* GIVEN ENTRIES:
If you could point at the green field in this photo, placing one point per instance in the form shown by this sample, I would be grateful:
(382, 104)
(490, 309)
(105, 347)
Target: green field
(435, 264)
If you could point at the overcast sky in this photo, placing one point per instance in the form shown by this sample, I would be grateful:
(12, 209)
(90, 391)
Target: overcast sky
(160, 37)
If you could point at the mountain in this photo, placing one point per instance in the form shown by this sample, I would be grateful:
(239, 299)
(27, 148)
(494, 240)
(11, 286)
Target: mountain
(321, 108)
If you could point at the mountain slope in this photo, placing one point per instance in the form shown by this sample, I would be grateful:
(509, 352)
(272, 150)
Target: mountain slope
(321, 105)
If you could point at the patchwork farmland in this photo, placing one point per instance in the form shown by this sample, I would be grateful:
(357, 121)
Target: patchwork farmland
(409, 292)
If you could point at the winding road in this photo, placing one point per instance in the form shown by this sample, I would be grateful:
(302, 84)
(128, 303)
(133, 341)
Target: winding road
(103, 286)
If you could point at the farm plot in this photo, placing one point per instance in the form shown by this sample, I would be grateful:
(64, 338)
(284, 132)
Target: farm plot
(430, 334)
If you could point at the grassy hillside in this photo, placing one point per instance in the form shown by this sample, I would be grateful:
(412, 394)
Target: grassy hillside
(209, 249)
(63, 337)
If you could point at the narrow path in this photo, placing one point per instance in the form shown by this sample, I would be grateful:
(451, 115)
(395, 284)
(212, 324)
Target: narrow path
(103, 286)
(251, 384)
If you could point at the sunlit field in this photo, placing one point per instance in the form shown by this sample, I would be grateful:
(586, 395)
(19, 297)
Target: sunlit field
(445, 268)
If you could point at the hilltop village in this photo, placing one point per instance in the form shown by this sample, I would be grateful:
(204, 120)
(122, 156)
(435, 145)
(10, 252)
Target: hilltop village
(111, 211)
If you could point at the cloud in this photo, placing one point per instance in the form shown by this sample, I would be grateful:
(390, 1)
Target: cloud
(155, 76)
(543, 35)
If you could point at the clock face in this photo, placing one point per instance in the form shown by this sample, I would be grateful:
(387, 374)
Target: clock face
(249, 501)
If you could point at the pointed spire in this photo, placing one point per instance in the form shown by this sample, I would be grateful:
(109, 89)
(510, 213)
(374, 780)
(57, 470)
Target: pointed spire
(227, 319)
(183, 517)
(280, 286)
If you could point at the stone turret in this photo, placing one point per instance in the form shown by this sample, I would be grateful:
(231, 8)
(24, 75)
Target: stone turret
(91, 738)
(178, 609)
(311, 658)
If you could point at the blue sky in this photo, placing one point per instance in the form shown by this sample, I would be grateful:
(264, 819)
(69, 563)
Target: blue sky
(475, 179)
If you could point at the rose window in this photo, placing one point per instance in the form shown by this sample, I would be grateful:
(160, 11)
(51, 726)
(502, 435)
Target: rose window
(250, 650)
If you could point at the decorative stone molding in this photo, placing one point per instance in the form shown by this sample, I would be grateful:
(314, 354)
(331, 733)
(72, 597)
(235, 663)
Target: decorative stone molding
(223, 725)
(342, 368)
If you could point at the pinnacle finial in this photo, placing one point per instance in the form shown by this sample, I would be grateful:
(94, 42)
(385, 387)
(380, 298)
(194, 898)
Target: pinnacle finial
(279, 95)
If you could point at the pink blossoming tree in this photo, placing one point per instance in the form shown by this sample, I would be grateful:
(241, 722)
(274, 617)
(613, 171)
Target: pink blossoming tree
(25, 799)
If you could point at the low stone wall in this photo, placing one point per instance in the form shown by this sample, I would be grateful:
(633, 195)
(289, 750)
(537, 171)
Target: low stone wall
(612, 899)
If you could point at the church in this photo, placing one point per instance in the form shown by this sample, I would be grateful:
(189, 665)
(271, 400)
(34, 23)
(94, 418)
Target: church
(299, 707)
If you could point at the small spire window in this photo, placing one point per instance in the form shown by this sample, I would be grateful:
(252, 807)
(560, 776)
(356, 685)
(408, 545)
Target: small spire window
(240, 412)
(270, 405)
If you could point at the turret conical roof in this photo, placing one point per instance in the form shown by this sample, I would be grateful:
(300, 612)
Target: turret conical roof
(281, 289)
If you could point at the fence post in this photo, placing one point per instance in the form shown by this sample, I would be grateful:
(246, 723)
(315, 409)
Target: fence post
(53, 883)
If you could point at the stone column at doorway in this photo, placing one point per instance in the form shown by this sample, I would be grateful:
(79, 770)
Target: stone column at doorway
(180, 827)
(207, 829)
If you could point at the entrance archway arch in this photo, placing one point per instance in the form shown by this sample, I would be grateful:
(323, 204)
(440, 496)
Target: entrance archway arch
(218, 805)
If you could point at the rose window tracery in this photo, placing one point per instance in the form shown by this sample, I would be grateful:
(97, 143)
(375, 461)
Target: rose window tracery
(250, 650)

* PROBLEM STATEMENT:
Among the records above, only the lines between the line holding "If you could point at the entrance" and the line holding "If you could point at the rose window tracery", inclusive, are to be output, exactly as written.

* ANSWER TO THE EXERCISE:
If you could point at the entrance archway arch in this photo, placing one point per instance in the form shown by this sample, I would be grateful:
(323, 204)
(440, 496)
Target: entrance archway arch
(218, 805)
If you could point at the rose window tracery in this photo, placing one point per instance in the form shown by this sample, I would be grateful:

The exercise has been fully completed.